▶ Teks yang Diberikan:
►

Komitmen Berantas TPPO dan TPPM di Perbatasan, Imigrasi Perkuat Pengawasan

NUNUKAN – Kepala Kantor Imigrasi Kelas II TPI Nunukan, Adrian Soetrisno, secara resmi menghadiri pembukaan Rapat Koordinasi Pencegahan Tindak Pidana Perdagangan Orang (TPPO) dan Tindak Pidana Penyelundupan Manusia (TPPM) di Perbatasan Melalui Kerja Sama dengan Organisasi Internasional, yang dirangkaikan dengan Lokakarya Training Need Analysis, pada Senin (5/8) di Balikpapan, Kaltim.

Kegiatan ini menjadi ruang strategis untuk memperkuat sinergi lintas sektor dalam penanganan kejahatan transnasional, khususnya di wilayah perbatasan yang rawan dijadikan jalur masuk maupun keluar bagi praktik perdagangan orang dan penyelundupan manusia.

Pembahasan dalam rapat ini tidak hanya menyoroti tantangan operasional di lapangan, tetapi juga fokus pada penguatan kapasitas sumber daya manusia melalui pendekatan berbasis kebutuhan pelatihan (training need analysis).

Kehadiran berbagai pemangku kepentingan, termasuk jajaran Direktorat Jenderal Imigrasi, perwakilan organisasi internasional, aparat penegak hukum, dan Kantor Imigrasi dari wilayah perbatasan, seperti Nunukan, menunjukkan adanya kesadaran bersama bahwa penanganan TPPO dan TPPM tidak bisa dilakukan secara parsial. Diperlukan kolaborasi yang terintegrasi, berbasis data, serta penguatan koordinasi antarlembaga.

Dalam sesi diskusi, Kepala Kantor Imigrasi Nunukan secara khusus menyampaikan realitas dan tantangan yang dihadapi di lapangan.
Salah satu isu yang disorot adalah kompleksitas pengawasan di jalur-jalur tidak resmi serta perlunya penanganan yang berimbang antara pendekatan hukum dan perlindungan terhadap kelompok rentan, seperti perempuan dan anak-anak yang menjadi korban TPPO.

◄

▶ Tujuan Tugas a:
Temukan setiap baris dalam catatan di bawah yang memuat kata "green", lalu salin baris-baris itu. Huruf besar dan kecil harus cocok.

▶ Catatan Tersedia:
►

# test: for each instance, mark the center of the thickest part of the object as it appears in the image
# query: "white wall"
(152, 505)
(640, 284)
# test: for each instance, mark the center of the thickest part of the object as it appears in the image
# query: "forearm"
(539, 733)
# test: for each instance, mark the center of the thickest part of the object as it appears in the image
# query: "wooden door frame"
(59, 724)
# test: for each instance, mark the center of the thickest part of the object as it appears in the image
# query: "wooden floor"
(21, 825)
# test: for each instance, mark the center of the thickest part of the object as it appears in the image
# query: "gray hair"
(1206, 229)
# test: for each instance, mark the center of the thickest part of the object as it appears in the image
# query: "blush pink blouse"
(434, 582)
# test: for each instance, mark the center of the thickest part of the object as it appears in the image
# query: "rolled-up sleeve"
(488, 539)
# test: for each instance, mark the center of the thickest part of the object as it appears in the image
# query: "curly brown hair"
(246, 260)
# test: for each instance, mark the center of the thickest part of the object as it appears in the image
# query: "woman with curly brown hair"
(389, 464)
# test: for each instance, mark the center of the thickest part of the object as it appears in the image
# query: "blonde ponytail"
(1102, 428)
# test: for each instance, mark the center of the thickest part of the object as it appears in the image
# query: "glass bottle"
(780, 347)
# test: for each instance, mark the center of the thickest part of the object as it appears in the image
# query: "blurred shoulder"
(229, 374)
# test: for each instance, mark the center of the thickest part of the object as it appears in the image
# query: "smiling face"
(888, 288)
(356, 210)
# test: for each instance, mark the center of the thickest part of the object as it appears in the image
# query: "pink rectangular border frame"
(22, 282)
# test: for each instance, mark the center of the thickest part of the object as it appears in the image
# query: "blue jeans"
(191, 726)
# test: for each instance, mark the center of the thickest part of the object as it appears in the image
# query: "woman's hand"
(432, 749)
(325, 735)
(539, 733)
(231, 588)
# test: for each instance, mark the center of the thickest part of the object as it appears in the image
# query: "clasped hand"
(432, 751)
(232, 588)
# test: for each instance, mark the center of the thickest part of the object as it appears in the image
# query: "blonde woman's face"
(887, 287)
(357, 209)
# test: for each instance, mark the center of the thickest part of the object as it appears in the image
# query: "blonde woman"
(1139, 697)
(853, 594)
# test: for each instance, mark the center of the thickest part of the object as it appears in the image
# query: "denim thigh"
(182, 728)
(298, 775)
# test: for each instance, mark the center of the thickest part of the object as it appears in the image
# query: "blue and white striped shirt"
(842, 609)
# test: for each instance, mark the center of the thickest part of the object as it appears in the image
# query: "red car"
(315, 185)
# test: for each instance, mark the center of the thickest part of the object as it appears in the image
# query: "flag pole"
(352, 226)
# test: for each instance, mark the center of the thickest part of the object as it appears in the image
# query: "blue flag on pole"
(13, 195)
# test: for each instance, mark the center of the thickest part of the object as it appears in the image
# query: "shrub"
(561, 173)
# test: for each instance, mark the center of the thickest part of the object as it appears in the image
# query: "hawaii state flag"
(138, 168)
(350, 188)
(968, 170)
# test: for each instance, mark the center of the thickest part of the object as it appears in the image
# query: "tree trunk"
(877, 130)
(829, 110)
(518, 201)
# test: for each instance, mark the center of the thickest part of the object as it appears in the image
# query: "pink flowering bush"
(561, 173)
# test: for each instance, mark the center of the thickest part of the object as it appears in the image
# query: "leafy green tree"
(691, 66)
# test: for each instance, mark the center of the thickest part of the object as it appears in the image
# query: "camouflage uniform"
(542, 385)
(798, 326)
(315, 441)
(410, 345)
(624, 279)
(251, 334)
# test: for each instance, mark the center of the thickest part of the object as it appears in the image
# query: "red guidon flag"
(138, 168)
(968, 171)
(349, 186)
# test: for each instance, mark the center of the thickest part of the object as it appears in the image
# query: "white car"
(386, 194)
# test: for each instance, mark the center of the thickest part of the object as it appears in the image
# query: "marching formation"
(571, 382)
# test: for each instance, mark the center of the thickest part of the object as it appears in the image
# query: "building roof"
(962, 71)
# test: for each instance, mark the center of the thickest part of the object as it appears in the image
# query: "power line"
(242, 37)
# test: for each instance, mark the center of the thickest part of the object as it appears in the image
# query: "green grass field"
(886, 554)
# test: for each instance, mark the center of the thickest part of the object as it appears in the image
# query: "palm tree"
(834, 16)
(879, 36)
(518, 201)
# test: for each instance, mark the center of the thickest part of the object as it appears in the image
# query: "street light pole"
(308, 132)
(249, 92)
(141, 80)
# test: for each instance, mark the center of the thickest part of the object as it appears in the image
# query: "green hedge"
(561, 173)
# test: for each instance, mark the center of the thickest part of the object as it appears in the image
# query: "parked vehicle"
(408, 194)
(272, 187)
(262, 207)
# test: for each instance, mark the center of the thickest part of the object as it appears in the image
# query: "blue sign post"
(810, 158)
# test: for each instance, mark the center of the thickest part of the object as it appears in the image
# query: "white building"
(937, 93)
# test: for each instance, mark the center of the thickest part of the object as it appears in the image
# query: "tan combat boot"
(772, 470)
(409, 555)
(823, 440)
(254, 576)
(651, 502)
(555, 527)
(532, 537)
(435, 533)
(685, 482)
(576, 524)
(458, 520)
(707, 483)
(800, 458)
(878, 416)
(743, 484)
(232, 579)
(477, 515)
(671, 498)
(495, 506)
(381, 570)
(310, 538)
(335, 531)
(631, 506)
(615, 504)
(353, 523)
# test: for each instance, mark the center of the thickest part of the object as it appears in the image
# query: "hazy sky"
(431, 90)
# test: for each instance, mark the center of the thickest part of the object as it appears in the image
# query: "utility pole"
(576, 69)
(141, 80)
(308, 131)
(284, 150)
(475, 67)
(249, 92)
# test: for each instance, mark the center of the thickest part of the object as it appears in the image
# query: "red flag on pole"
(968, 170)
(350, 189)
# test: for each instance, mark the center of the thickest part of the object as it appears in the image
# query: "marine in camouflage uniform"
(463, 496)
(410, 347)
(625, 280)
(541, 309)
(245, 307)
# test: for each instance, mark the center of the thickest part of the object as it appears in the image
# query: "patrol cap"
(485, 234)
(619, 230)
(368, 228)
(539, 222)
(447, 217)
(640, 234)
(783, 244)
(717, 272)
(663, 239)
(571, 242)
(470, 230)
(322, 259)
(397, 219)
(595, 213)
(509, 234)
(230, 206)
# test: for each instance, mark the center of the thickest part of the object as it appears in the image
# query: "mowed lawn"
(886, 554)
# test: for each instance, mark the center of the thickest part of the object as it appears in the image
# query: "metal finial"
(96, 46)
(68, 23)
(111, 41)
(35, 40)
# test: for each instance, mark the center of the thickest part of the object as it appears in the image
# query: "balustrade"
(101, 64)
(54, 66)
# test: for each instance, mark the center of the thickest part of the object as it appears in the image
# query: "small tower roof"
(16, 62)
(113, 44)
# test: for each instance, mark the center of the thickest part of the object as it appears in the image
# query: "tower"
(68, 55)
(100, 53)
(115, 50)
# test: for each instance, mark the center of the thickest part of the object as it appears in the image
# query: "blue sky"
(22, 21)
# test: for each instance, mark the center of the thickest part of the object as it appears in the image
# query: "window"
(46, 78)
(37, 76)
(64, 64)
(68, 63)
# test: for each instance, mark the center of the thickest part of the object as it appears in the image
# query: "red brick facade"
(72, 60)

◄

▶ Tujuan Tugas b:
Lanjutkan berita di atas tentang pencegahan TPPO dan TPPM di perbatasan, dimulai setelah kalimat terakhirnya.

▶ Jawaban Tugas a:
# query: "leafy green tree"
# query: "green grass field"
# query: "green hedge"

▶ Jawaban Tugas b:
“Wilayah perbatasan seperti Nunukan tidak hanya menjadi pintu keluar bagi Pekerja Migran Indonesia, tetapi juga menjadi titik rawan penyusupan jaringan TPPO dan TPPM. Oleh karena itu, pendekatan yang kami gunakan bersifat humanis namun tetap tegas, dengan mengedepankan fungsi pencegahan dan pengawasan keimigrasian yang menyeluruh,” ujar Adrian Soetrisno dalam paparannya.

Ia juga menambahkan bahwa partisipasi Kantor Imigrasi Nunukan dalam kegiatan ini bukan sekadar formalitas, melainkan bentuk nyata dari komitmen institusional dalam memperkuat sistem deteksi dini dan kapasitas penanganan kasus-kasus TPPO dan TPPM di kawasan perbatasan.

Sementara itu, Direktur Kerja Sama Keimigrasian dan Bina Perwakilan dalam sambutannya menegaskan bahwa pengawasan perbatasan memerlukan perhatian khusus karena tantangannya sangat kompleks dan dinamis.

“Kegiatan ini sangat penting untuk menyelaraskan pemahaman dan strategi di antara para pemangku kepentingan, serta memastikan perlindungan maksimal bagi kelompok rentan yang potensial menjadi korban TPPO dan TPPM,” ujarnya.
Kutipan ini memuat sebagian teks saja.